- _WORK TO BE COMPLETED_
Repeat, word for word, the stretch of the passage on twin birth rates from "In the paper, published" through "low birth weight.".

- _PASSAGE SHOWN_
━━━━━━━━━━━━━━━━━━━━

Global twin birth rates may have peaked as one in 42 are born a twin, which is likely due to the accessibility of IVF and other fertility treatments.
European researchers examined twinning rates during 2010-2015 across 165 countries, showing a global surge since the 1980s from nine to 12 twin births per 1000 deliveries. This is primarily driven by increases in twin birth rates in Europe (+58 percent), Asia (+32 percent) and North America (+71 percent) where access to fertility treatments, such as IVF, has significantly improved over the same 30-year period.
'The relative and absolute numbers of twins in the world are higher than they have ever been since the mid-20th century and this is likely to be an all-time high.' said Professor Christiaan Monden of the University of Oxford and first author of the study. 'This is important as twin deliveries are associated with higher death rates among babies and children and more complications for mothers and children during pregnancy'.
In the paper, published in Human Reproduction, 74 of 112 countries which also had data available from 1980-1985 showed at least a ten percent increase in twinning rates. Among this group was the UK, however, the actual frequency of twin births is thought to have fallen since 2007 when the Human Fertilisation and Embryology Authority (HFEA) launched their 'One at a Time' campaign. IVF is associated with a higher likelihood of multiple or twin births, which the HFEA aims to reduce to avoid health complications such as postnatal depression or low birth weight.

━━━━━━━━━━━━━━━━━━━━

- _LISTED ENTRIES_
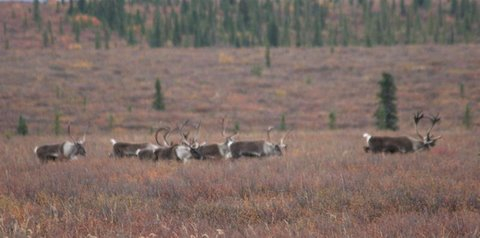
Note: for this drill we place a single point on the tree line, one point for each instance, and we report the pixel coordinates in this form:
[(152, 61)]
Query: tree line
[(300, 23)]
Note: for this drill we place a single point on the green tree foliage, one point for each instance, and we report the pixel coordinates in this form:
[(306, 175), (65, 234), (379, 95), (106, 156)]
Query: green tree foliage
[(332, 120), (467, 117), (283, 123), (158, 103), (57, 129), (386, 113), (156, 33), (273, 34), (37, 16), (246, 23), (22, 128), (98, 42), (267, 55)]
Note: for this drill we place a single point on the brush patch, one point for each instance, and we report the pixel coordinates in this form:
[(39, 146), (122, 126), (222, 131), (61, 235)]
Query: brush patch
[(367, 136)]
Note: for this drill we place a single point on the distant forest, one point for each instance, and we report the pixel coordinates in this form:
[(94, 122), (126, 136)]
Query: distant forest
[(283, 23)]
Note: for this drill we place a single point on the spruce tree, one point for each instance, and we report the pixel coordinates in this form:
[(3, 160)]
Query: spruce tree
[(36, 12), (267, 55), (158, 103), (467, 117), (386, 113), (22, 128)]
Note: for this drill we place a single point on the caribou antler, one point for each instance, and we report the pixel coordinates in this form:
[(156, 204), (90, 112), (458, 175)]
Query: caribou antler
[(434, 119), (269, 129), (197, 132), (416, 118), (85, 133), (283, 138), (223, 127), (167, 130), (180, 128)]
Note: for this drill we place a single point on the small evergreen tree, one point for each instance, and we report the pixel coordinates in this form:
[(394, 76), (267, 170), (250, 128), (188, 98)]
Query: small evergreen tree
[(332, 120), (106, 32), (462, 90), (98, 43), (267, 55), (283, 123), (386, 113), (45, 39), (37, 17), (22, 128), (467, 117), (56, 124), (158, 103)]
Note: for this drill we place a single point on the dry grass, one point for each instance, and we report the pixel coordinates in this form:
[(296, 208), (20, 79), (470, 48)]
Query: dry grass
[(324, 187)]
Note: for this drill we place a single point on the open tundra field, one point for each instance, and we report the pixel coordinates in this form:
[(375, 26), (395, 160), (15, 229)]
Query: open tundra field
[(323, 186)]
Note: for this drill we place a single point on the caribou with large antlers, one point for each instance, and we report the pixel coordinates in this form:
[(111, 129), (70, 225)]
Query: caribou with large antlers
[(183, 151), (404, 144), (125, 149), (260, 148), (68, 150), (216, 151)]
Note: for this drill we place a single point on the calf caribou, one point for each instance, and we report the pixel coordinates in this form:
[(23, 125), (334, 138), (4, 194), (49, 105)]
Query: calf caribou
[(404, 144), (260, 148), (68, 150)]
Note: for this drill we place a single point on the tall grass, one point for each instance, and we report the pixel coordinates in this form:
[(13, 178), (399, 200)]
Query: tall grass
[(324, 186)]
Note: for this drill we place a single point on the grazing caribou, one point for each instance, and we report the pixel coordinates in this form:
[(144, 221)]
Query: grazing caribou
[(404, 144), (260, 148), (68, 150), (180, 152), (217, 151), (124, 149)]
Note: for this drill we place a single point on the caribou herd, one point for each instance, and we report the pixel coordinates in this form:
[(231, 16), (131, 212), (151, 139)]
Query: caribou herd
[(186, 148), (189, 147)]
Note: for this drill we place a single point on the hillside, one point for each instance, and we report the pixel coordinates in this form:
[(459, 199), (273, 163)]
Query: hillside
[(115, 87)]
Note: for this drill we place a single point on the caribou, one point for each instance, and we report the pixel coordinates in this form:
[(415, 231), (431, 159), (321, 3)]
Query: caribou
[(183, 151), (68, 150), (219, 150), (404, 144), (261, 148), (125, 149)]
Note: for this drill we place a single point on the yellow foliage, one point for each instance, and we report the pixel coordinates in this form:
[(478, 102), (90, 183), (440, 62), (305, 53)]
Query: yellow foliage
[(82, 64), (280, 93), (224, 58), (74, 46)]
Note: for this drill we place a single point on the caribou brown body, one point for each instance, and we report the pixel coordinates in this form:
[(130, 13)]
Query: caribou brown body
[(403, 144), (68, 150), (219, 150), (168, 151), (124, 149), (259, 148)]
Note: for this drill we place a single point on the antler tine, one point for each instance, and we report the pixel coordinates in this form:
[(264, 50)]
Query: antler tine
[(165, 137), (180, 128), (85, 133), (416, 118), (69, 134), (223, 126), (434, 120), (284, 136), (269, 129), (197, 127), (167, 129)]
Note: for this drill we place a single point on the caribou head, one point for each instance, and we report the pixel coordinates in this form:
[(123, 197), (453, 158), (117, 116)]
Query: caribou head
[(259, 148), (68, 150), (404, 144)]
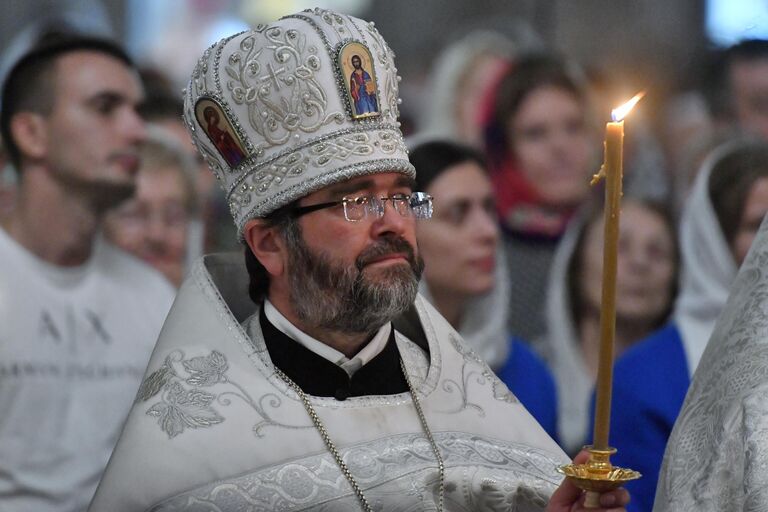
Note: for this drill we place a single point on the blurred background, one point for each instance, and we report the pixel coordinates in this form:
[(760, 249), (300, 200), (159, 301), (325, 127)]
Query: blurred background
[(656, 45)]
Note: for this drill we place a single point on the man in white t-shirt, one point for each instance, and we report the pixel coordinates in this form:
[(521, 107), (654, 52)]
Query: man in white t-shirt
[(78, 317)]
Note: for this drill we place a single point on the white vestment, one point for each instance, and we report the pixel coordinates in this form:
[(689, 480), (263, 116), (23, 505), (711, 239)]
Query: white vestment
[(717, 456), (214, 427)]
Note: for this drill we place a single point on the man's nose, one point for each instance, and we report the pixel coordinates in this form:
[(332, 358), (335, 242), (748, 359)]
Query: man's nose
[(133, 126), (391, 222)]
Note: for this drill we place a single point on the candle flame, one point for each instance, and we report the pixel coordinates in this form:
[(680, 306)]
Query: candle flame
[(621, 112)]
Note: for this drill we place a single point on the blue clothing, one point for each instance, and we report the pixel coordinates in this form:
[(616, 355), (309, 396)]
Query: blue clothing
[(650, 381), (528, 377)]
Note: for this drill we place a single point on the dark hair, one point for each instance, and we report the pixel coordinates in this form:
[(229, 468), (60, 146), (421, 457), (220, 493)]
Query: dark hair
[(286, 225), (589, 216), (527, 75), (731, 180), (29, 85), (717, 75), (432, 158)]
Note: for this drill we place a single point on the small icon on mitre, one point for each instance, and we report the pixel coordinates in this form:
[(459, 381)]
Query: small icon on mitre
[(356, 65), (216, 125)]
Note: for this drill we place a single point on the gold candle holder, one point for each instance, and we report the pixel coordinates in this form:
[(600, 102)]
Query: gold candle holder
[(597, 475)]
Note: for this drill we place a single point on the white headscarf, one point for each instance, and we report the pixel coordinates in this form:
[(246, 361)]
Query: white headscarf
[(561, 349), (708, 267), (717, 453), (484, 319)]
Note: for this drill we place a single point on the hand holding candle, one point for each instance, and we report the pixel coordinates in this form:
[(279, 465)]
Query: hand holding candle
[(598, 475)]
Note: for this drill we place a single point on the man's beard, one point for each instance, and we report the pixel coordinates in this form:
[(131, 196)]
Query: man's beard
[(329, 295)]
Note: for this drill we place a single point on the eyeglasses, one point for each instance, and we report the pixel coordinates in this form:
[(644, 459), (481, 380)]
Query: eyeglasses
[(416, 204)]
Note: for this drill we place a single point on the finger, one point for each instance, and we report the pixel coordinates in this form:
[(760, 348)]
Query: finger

━━━━━━━━━━━━━━━━━━━━

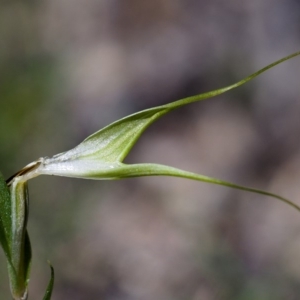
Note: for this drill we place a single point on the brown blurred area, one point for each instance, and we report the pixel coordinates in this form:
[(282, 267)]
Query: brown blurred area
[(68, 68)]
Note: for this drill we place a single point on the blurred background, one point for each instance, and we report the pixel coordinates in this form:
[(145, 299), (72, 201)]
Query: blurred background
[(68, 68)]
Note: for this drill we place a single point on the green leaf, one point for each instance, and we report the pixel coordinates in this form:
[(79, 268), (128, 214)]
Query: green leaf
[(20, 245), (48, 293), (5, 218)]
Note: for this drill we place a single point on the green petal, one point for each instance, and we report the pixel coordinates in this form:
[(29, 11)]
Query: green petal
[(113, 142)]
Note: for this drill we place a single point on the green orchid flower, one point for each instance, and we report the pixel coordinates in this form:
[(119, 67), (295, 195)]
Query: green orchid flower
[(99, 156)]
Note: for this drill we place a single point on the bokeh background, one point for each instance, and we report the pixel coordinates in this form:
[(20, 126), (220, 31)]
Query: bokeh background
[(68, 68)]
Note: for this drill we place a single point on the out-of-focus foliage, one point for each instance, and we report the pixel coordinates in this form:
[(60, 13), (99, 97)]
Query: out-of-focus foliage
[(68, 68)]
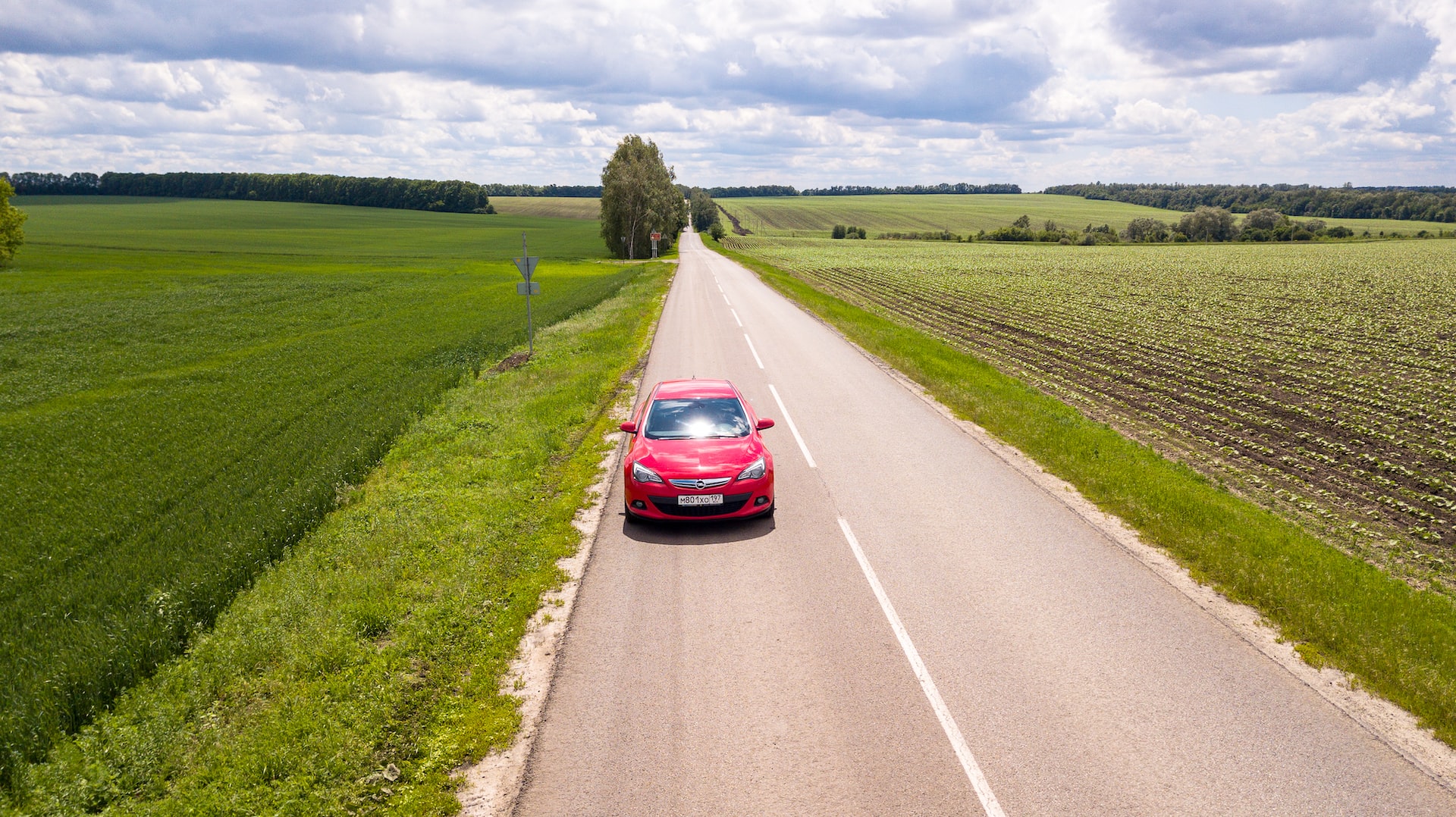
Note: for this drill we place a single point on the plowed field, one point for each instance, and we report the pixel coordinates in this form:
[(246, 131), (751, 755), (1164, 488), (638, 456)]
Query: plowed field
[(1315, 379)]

━━━━━━━━━━━━━━━━━━━━

- _FINISHED EXERCISE_
In the paper, published in Human Reproduction, 74 of 112 countries which also had data available from 1980-1985 showed at least a ten percent increase in twinning rates. Among this group was the UK, however, the actual frequency of twin births is thought to have fallen since 2007 when the Human Fertilisation and Embryology Authority (HFEA) launched their 'One at a Time' campaign. IVF is associated with a higher likelihood of multiple or twin births, which the HFEA aims to reduce to avoid health complications such as postnatal depression or low birth weight.